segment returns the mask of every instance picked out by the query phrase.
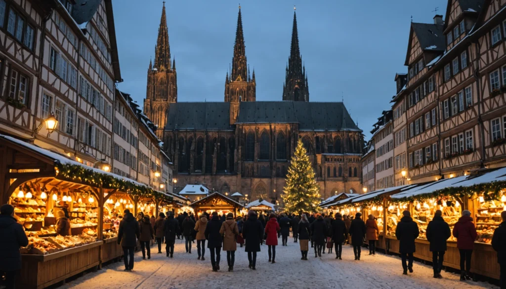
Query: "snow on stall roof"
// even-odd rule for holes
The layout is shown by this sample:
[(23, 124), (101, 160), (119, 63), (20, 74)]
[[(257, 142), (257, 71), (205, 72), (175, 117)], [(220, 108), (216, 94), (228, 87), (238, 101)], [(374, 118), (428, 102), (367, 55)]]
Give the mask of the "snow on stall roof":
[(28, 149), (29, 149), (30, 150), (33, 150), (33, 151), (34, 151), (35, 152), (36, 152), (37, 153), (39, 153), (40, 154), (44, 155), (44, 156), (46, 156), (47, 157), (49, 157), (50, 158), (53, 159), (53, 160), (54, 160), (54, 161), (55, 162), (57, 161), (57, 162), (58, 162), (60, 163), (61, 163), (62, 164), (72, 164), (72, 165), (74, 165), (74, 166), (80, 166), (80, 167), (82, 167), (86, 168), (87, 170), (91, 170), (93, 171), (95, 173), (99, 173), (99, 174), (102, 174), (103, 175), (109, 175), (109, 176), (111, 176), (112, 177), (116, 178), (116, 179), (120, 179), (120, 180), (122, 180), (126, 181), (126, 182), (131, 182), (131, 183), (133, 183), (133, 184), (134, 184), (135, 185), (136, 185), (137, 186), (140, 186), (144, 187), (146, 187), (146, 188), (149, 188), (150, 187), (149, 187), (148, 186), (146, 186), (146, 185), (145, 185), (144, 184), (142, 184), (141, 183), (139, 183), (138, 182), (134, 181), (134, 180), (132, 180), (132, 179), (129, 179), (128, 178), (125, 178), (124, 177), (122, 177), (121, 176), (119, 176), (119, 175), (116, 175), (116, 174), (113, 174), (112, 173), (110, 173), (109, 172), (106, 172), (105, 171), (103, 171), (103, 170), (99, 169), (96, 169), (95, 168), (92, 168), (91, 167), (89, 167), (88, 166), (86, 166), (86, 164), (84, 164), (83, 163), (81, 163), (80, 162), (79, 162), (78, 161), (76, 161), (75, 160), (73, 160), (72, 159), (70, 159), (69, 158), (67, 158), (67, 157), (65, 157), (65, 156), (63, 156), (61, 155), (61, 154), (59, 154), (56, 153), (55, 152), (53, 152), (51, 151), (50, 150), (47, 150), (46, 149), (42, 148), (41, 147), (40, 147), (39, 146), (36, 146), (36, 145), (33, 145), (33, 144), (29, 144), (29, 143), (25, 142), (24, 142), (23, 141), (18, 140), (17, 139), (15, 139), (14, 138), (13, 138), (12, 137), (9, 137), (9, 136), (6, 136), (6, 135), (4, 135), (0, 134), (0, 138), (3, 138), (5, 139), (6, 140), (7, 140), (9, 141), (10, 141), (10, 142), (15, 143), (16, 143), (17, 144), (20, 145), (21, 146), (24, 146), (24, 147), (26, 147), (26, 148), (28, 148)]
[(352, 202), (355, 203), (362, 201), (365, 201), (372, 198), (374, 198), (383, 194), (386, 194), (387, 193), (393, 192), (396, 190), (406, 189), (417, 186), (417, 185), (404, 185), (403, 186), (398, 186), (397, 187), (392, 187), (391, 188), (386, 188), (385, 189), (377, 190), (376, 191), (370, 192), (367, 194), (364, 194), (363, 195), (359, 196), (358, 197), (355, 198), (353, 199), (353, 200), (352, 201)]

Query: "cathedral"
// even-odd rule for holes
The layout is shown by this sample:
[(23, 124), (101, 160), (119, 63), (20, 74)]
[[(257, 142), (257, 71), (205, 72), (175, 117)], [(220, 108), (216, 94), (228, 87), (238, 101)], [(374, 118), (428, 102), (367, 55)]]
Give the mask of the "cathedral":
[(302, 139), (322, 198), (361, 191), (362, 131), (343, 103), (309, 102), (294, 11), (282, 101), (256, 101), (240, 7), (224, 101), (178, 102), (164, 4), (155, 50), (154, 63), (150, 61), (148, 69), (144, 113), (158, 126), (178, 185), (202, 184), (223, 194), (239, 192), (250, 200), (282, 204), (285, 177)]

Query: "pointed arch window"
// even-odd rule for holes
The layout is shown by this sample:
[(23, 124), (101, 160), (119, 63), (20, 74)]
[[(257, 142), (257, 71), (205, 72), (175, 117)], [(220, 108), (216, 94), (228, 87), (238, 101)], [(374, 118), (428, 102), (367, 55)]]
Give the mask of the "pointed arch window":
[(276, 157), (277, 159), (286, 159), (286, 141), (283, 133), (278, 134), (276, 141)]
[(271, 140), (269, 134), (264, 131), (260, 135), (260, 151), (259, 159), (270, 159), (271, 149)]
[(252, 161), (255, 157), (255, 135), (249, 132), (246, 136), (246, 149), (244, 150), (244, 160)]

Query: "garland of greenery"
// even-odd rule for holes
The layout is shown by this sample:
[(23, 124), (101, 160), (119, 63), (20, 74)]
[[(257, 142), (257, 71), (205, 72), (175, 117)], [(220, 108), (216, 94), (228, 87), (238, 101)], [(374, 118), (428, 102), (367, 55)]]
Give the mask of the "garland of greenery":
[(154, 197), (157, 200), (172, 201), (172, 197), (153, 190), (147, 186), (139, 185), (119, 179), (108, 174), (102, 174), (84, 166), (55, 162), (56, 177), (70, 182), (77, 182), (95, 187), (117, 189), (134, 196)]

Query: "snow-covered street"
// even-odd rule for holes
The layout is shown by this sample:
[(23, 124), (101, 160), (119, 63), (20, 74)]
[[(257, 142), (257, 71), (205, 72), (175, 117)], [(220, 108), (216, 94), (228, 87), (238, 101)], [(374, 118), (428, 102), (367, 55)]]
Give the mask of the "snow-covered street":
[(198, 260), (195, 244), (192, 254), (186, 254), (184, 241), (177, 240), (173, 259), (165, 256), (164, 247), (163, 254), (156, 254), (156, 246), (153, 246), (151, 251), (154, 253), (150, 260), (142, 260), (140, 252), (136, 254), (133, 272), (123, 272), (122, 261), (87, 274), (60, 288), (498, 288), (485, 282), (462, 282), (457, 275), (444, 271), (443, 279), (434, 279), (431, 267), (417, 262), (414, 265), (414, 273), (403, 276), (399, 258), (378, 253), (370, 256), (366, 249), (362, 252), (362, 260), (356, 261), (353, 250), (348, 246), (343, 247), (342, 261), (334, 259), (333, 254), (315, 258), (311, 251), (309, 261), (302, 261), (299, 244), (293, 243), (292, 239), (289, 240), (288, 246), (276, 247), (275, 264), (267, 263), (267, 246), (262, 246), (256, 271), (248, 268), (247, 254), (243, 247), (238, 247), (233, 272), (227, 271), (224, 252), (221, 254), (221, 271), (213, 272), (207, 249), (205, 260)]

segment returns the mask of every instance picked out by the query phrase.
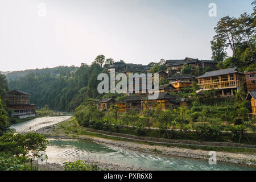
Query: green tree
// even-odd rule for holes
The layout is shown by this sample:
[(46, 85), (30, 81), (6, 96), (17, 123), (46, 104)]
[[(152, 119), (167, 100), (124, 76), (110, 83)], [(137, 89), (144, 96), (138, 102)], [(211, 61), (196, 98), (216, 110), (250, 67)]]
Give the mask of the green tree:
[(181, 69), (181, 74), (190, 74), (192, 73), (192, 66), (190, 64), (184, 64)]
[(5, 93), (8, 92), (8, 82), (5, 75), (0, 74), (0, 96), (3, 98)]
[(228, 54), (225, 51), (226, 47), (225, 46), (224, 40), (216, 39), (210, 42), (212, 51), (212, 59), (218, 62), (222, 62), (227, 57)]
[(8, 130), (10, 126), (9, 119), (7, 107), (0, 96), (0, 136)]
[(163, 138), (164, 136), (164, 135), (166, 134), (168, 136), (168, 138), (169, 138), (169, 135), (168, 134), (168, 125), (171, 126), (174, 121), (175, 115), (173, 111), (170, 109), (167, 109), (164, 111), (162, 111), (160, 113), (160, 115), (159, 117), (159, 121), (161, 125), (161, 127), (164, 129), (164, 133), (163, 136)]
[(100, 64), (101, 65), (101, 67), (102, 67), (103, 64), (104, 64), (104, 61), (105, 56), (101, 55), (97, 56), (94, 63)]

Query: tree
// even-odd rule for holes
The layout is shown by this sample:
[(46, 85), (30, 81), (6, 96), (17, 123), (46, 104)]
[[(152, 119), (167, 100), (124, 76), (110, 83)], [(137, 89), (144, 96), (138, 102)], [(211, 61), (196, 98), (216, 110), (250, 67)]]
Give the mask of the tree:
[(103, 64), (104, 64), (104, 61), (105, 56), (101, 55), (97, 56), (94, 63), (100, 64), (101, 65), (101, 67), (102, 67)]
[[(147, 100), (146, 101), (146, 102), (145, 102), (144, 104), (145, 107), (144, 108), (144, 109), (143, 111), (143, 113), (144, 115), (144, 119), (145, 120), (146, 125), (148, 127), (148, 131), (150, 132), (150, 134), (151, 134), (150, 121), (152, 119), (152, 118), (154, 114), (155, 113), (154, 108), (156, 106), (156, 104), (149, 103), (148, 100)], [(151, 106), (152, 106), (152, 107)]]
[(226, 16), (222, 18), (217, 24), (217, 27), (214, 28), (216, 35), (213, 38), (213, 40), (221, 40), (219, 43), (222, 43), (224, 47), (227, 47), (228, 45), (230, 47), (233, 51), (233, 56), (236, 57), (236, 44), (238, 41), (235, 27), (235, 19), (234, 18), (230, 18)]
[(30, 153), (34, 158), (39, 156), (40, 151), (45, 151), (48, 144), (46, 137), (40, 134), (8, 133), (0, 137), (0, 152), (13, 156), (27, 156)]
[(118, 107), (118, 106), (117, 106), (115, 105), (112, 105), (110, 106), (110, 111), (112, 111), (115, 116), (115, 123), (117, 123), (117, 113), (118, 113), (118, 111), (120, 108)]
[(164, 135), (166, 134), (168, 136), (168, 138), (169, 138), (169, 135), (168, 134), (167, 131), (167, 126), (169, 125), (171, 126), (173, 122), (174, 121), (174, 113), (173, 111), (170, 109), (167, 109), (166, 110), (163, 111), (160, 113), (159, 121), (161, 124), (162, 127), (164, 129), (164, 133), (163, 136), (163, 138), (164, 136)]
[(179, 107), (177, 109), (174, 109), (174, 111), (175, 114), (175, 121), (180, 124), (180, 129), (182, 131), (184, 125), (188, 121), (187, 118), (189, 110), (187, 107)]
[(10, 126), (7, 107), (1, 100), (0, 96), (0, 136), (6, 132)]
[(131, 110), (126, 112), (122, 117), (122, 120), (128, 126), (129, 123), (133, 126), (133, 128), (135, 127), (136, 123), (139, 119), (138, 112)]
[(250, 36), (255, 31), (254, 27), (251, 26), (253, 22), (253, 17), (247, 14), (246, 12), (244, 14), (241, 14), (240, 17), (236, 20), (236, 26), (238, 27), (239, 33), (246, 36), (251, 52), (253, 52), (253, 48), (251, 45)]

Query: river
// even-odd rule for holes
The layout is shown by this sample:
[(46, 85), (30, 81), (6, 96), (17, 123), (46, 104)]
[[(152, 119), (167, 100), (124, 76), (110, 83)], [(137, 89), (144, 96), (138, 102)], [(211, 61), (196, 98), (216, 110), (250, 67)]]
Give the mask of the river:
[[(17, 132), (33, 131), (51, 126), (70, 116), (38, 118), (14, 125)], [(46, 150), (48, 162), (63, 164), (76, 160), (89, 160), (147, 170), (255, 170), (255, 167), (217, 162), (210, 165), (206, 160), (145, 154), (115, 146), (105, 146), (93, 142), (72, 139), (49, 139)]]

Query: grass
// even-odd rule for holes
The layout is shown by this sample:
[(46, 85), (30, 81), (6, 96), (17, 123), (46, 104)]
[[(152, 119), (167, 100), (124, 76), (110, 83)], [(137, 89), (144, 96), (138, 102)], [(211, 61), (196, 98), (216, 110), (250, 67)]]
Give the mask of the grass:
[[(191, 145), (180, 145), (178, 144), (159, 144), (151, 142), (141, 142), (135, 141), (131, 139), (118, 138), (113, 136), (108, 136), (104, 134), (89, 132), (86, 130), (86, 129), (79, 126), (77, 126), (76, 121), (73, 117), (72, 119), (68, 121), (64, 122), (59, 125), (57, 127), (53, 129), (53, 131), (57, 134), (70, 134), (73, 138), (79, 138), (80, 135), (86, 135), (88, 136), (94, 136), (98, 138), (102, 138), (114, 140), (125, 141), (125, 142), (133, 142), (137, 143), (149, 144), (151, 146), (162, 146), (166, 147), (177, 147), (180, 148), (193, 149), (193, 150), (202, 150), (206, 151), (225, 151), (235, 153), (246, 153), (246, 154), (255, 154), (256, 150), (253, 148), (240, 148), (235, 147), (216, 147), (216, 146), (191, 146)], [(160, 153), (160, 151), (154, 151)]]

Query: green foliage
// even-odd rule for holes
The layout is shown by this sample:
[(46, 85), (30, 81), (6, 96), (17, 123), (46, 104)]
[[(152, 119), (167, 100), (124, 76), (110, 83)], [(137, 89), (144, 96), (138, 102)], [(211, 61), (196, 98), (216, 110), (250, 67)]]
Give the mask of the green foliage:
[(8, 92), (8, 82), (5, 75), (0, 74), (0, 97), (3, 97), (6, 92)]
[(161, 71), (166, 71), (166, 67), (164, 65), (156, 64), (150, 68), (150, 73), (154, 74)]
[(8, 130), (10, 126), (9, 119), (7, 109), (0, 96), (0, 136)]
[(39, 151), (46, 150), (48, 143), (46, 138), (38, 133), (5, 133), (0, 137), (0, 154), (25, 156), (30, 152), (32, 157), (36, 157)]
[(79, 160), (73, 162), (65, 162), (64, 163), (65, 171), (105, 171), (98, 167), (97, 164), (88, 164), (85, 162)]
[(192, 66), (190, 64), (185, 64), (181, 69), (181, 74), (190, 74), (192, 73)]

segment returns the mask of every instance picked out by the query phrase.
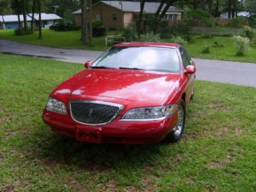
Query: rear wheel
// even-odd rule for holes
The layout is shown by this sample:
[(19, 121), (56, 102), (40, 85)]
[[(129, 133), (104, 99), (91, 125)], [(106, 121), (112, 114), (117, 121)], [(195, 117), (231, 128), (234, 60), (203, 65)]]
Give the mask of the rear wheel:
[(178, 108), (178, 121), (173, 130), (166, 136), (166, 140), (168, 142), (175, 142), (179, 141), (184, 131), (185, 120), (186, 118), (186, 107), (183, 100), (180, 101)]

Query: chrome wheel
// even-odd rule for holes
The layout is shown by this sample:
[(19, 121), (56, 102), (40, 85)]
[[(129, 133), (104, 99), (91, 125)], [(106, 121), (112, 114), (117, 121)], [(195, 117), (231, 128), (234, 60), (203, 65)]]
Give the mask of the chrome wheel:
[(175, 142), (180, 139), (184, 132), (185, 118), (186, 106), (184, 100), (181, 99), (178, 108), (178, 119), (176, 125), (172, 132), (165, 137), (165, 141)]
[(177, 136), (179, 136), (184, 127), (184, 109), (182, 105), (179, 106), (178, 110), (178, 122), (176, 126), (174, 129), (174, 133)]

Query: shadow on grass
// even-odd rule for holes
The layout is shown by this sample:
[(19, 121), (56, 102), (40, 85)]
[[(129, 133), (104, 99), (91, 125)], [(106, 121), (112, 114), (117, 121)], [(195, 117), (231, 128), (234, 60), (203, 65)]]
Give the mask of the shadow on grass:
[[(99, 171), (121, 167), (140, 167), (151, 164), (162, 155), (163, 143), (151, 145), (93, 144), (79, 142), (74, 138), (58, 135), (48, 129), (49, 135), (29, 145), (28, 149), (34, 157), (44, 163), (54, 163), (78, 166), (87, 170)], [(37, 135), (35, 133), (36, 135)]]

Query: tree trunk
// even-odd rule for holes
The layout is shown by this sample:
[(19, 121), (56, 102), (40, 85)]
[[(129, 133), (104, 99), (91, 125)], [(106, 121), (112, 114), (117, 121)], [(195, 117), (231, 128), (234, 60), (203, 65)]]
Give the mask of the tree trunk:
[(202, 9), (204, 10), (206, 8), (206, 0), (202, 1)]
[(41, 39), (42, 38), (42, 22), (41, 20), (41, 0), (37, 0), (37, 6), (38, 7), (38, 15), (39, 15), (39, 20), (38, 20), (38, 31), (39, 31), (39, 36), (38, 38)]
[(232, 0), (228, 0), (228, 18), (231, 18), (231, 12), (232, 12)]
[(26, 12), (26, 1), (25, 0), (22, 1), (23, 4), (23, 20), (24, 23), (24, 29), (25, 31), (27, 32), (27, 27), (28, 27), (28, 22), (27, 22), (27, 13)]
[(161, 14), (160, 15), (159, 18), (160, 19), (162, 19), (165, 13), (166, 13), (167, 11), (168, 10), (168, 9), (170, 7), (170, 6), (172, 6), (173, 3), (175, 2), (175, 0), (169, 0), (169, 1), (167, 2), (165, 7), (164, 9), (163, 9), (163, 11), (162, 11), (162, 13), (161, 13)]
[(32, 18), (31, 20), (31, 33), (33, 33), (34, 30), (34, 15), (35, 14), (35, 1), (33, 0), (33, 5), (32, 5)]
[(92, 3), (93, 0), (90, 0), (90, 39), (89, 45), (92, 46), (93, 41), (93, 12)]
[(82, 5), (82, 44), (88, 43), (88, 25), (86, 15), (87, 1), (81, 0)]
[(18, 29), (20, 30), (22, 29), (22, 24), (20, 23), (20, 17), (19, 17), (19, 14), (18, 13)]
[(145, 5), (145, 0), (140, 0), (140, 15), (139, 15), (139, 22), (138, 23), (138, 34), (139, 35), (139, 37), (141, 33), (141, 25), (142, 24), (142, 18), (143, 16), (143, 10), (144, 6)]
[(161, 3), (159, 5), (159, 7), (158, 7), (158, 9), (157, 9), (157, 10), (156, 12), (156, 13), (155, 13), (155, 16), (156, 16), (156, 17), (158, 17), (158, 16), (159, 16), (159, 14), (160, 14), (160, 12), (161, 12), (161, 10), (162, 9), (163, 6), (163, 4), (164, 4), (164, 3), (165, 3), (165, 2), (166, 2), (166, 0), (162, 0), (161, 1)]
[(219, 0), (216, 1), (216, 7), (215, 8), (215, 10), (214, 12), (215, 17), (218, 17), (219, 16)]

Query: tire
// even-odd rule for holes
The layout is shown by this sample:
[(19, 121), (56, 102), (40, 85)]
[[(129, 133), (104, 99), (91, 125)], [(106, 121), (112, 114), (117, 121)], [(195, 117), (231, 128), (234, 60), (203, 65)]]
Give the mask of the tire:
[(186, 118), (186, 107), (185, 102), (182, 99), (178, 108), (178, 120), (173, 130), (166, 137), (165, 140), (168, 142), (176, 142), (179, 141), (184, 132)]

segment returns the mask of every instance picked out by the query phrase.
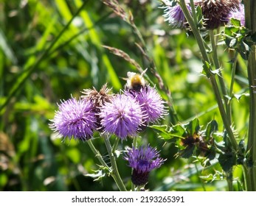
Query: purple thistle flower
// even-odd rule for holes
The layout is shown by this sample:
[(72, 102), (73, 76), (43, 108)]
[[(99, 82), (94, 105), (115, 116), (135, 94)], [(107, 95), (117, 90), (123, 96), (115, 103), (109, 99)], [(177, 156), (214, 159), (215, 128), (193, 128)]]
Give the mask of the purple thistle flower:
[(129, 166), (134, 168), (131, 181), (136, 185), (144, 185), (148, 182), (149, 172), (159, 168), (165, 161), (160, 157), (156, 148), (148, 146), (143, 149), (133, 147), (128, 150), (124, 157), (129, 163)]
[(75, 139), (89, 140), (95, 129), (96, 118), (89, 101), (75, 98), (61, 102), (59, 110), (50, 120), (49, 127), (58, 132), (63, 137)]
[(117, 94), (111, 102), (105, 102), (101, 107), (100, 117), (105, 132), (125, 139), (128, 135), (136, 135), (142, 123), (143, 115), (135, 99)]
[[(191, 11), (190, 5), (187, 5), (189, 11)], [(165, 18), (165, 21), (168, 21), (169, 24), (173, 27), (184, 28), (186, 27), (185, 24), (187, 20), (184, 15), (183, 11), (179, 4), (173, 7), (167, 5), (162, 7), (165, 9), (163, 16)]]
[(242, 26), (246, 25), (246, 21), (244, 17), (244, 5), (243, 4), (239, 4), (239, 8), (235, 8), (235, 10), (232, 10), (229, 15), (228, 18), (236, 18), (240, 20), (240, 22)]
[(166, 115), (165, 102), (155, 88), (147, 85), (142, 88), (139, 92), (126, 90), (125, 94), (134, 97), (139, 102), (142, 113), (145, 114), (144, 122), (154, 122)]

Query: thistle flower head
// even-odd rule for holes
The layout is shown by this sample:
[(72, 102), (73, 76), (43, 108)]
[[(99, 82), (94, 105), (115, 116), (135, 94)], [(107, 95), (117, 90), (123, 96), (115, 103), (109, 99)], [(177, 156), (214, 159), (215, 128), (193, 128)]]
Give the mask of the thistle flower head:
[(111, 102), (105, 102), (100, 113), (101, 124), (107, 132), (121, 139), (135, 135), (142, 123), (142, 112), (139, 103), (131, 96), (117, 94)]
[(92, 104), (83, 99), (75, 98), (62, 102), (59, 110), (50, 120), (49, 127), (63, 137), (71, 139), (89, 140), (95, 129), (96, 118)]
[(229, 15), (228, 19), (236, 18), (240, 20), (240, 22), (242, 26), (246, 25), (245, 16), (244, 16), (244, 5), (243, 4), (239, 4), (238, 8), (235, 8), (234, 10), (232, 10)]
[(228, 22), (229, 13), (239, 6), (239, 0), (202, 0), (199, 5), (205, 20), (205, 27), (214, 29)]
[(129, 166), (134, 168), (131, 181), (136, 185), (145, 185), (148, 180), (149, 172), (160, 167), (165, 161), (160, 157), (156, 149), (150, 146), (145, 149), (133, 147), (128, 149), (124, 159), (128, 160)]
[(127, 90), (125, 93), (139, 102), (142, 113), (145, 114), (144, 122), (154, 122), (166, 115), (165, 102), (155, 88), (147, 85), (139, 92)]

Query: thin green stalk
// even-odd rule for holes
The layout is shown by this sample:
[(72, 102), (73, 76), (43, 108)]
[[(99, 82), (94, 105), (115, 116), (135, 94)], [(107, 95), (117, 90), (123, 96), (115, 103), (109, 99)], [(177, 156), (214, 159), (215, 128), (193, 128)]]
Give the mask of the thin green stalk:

★ ★ ★

### [EXERCISE DETAILS]
Format the lines of the records above, from the line containing "Query: chrome wheel" through the line containing "129), (174, 133)]", as a JSON list of strings with one string per line and no blank lines.

### [RESULT OF THIS TASK]
[
  "Query: chrome wheel",
  "// even-odd rule for holes",
  "The layout is shown by this sample:",
  "[(19, 121), (56, 102), (40, 85)]",
  "[[(129, 133), (104, 99), (91, 125)], [(106, 121), (112, 114), (117, 121)], [(195, 117), (231, 128), (234, 60), (203, 65)]]",
  "Give the mask of the chrome wheel:",
  "[(175, 142), (180, 139), (184, 132), (185, 118), (186, 106), (184, 100), (181, 99), (178, 108), (178, 119), (176, 125), (172, 132), (165, 137), (165, 141)]",
  "[(177, 136), (179, 136), (184, 127), (184, 109), (182, 105), (179, 106), (178, 110), (178, 122), (176, 126), (174, 129), (174, 133)]"
]